_TASK DETAILS_
Rescale the items from the first line through the line containing "x=130 y=258", inclusive, and give only those lines again with their requests. Multiply every coordinate in the answers by 0.6 and round each to a whole number, rounding halves up.

_TASK INPUT_
====

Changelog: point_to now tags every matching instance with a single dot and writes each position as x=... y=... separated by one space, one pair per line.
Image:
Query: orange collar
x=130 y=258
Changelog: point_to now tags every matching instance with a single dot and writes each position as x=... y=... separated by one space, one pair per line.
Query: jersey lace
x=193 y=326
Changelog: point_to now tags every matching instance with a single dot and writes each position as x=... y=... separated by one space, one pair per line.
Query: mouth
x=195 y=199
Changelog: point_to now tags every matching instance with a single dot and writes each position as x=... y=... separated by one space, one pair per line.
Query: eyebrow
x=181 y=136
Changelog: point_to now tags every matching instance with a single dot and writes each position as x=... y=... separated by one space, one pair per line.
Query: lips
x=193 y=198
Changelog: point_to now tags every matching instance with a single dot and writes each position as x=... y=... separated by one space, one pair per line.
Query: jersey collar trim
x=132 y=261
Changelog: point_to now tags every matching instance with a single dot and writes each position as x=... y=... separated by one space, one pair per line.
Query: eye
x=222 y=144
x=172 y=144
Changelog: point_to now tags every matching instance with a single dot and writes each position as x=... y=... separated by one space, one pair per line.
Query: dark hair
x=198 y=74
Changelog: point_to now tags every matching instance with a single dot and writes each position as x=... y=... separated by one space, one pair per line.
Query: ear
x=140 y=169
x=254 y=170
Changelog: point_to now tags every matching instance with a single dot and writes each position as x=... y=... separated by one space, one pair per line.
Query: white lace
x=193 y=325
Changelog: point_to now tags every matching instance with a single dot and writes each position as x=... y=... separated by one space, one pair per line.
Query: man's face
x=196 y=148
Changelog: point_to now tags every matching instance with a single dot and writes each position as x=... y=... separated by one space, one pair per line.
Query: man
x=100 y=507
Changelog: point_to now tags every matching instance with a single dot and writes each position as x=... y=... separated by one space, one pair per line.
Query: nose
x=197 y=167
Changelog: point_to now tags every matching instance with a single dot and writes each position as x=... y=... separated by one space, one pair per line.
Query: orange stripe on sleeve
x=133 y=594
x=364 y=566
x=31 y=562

====

_THE RESPONSE_
Changelog: point_to now tags every matching instance with a single dot and writes each position as x=... y=... separated by one space, one pair per line.
Image:
Query: orange collar
x=78 y=155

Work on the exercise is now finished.